Supplied passage:

******

Toom-Cook multiplication (idea) by macro

Description

The Toom-Cook algorithm for multiplication of large numbers on computer is a divide and conquer approach that combines features of many other methods. Like Karatsuba multiplication, it operates by dividing the input numbers into limbs of smaller size, and expresses the larger product in terms of calculations made on the smaller pieces. Recursion can be applied to do the calculations on these smaller pieces, again using Toom-Cook, until the individual pieces are small enough to succumb to a more straightforward approach such as the same "long multiplication" performed on pencil and paper.

The method takes the names of its two discoverers. In 1963, Andrei Toom produced a construction that proved that the time complexity of multiplication had an upper bound that was considerably lower than the O(n²) of conventional long multiplication. The proof included an implicit description of the method, which Stephen Cook included, slightly modified, in his 1966 PhD thesis. One feature of the Toom-Cook method is it does not define a single solution; instead, it defines an entire family of methods for efficient multiplication. Implementors have considerable freedom to select a particular Toom-Cook method that makes most sense on a particular computer architecture, such as by making use of powers of 2 which suit the computer's binary notation.

The method has considerable commonality with multiplication using the fast Fourier Transform, in that it works on the same principles of polynomial multiplication. The input numbers are split into limbs of a given size, and each is written as a polynomial, using the limb size as radix. Instead of multiplying the polynomials directly, they are evaluated at a set of points, and the values multiplied together at those points. The product polynomial is then determined, based on the products at those points. Finally, substitution of the radix returns the final answer. The degrees of freedom available to choose an appropriate algorithm are the number of limbs the input is divided into, and the points at which the polynomials are evaluated.

An example

Let us take an example, multiplying 123,456,789 by 987,654,321. We can apply a "Toom-3" algorithm, splitting each number into 3 limbs of length 3 digits, and can choose a set of points, for example, {-2, -1, 0, 1, 2}. The calculations so far look like this:


A(x) = 123x² + 456x + 789
B(x) = 987x² + 654x + 321

x= -2  A=  369  B= 2961  AB=  1092609
x= -1  A=  456  B=  654  AB=   298224
x=  0  A=  789  B=  321  AB=   253269
x=  1  A= 1368  B= 1962  AB=  2684016
x=  2  A= 2193  B= 5577  AB= 12230361

We could have used Toom-Cook again to perform the multiplications AB, but this will do for illustrative purposes. There are efficient ways to calculate the values of A and B, such as the method of finite differences, which can be used to calculate the successive values of A and B using only addition. It now remains to find the polynomial P(x)=A(x)B(x) based on the values at the five points. There is a general solution to this problem, but we can do much better. The solution we are looking for is of the form

P(x) = p₄x⁴ + p₃x³ + p₂x² + p₁x + p₀

and we can substitute the values of x at the points to get a set of simultaneous equations that are linear in the unknowns p_i:

16p₄ - 8p₃ + 4p₂ - 2p₁ + p₀ =  1092609
  p₄ -  p₃ +  p₂ -  p₁ + p₀ =   298224
                         p₀ =   253269
  p₄ +  p₃ +  p₂ +  p₁ + p₀ =  2684016
16p₄ + 8p₃ + 4p₂ + 2p₁ + p₀ = 12230361

That's a few linear equations to solve, with a little algebra. Fortunately many of the terms are easy to separate and we get the solution:

p₄ =  121401
p₃ =  530514
p₂ = 1116450
p₁ =  662382
p₀ =  253269

which we can finally turn back to a number by substituting x=1000 in the product polynomial P(x). The easiest way to do this is to just write each coefficient with the right place value.

******

Stored data:
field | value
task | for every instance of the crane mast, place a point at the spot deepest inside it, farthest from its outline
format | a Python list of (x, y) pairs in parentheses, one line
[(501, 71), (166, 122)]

******

Problems to work on:
1/ From the Toom-Cook multiplication text, extract the stretch from "Toom-Cook multiplication (idea)" through "pencil and paper.".
2/ According to the Toom-Cook multiplication text, in what year did Stephen Cook include the method in his PhD thesis?
3/ Indicate whether each statement agrees with the Toom-Cook multiplication text, and quote the deciding words for each.
(a) Andrei Toom produced his construction in 1963.
(b) In the worked example, each number is split into four limbs.
(c) The method of finite differences can calculate successive values of A and B using only addition.

Replies:
1/
Toom-Cook multiplication (idea) by macro

Description

The Toom-Cook algorithm for multiplication of large numbers on computer is a divide and conquer approach that combines features of many other methods. Like Karatsuba multiplication, it operates by dividing the input numbers into limbs of smaller size, and expresses the larger product in terms of calculations made on the smaller pieces. Recursion can be applied to do the calculations on these smaller pieces, again using Toom-Cook, until the individual pieces are small enough to succumb to a more straightforward approach such as the same "long multiplication" performed on pencil and paper.

2/ 1966

3/
(a) Yes: "In 1963, Andrei Toom produced a construction"
(b) No: "splitting each number into 3 limbs of length 3 digits"
(c) Yes: "which can be used to calculate the successive values of A and B using only addition"